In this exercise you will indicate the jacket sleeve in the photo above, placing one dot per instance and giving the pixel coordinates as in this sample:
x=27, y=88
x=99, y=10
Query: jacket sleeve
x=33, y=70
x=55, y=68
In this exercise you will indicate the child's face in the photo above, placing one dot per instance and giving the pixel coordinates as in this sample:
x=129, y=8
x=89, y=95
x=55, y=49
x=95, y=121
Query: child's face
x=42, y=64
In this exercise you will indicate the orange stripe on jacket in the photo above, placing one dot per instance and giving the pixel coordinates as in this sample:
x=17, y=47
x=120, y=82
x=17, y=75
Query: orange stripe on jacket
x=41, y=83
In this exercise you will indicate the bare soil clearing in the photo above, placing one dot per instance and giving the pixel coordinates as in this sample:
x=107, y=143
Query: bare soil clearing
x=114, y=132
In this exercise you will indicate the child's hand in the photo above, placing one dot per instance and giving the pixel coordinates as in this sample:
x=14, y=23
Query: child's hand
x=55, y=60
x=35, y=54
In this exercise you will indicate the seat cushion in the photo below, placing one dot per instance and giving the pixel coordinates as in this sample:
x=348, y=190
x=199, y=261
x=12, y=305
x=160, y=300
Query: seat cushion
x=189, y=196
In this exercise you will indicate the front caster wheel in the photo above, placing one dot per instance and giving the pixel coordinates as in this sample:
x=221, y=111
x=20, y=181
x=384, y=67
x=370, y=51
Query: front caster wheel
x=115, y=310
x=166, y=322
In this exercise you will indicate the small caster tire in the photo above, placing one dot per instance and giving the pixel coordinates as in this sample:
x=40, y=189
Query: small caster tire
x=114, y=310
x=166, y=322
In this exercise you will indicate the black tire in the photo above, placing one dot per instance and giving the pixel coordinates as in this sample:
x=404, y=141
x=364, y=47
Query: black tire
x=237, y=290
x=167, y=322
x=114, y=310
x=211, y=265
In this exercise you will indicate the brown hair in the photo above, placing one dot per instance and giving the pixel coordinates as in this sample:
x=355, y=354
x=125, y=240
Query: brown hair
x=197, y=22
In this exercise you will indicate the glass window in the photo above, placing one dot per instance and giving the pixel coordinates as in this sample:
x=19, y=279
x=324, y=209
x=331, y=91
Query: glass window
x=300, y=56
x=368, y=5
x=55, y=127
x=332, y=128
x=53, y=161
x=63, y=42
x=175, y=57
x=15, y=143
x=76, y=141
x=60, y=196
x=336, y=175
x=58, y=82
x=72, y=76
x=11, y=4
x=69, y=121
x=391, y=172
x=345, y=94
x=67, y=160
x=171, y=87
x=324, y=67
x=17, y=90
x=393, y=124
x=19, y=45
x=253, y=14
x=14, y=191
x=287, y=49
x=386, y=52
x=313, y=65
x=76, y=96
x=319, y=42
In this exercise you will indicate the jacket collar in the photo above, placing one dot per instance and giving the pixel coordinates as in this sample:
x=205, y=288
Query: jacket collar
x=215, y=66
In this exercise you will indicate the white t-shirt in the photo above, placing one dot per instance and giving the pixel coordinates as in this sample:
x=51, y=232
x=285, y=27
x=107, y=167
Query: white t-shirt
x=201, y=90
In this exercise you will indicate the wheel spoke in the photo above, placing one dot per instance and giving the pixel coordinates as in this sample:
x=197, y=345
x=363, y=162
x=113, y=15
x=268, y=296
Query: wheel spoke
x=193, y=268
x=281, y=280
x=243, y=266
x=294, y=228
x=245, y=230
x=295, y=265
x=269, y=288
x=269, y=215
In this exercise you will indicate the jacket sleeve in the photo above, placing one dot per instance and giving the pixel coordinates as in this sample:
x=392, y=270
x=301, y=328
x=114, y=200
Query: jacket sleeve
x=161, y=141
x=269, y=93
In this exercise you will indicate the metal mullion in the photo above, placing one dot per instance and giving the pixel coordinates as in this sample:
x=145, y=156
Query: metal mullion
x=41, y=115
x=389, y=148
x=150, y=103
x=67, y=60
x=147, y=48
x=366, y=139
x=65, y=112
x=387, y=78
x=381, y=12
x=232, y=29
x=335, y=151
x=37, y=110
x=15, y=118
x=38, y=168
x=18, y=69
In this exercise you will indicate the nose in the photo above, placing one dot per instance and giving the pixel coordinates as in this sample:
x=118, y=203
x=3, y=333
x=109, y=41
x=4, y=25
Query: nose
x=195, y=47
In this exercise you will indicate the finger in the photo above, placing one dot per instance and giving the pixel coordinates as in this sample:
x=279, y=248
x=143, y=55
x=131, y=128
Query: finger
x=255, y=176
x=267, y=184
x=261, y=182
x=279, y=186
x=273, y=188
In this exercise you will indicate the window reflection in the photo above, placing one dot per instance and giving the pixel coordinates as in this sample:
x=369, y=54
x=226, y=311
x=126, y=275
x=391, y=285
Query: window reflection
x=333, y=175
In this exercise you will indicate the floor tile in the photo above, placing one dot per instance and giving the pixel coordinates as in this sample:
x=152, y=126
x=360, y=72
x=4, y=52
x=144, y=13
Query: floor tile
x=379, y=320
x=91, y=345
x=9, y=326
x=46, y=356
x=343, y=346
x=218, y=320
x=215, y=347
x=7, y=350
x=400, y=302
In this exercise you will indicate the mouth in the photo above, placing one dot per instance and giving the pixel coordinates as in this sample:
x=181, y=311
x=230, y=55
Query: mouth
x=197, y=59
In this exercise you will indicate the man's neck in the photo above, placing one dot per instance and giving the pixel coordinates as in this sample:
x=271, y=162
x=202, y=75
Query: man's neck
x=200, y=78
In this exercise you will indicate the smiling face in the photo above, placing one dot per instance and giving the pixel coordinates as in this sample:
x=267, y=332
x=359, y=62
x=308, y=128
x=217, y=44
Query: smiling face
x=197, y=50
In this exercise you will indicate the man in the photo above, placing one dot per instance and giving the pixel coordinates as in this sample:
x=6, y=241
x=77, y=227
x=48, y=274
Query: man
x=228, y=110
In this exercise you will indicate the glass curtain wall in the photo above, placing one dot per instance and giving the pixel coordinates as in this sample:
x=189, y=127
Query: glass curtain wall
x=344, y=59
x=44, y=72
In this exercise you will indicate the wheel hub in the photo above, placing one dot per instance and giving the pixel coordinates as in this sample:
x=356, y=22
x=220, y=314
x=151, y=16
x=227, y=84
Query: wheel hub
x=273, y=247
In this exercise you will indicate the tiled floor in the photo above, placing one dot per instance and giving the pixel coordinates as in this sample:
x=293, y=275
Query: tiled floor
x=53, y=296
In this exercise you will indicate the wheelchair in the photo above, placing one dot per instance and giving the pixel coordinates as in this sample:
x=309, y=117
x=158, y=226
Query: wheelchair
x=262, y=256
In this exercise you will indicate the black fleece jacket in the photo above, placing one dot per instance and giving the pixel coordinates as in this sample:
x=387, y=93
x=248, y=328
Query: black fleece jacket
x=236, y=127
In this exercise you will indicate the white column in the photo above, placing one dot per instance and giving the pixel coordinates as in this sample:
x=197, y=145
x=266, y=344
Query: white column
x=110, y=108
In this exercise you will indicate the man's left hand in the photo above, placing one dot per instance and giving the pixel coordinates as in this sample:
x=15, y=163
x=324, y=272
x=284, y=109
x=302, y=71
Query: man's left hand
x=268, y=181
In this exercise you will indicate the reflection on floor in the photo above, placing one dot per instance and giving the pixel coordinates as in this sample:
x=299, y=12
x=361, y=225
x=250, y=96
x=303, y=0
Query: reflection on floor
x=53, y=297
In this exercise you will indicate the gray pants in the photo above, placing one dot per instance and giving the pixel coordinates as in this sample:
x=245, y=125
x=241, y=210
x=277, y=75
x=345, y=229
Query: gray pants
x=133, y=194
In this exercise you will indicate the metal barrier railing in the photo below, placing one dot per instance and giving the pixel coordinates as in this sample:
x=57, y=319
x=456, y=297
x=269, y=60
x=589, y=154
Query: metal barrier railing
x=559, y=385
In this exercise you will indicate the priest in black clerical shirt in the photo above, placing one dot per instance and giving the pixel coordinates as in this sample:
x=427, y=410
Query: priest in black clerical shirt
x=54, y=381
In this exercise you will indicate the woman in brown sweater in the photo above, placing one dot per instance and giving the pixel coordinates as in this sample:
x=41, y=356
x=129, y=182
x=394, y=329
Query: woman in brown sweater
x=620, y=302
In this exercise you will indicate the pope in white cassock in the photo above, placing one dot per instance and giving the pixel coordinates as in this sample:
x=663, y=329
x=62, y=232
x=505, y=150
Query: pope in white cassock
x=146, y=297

* **Written problem**
Reproduce, character for character, the lines of the records that start at the line containing "In this exercise you will indicate the white column" and end with the line containing "x=110, y=108", both included.

* **Response**
In this exercise you will indicate the white column in the photo above, placing one dot per instance and giving the pixel coordinates as in this sample:
x=197, y=145
x=266, y=344
Query: white column
x=110, y=108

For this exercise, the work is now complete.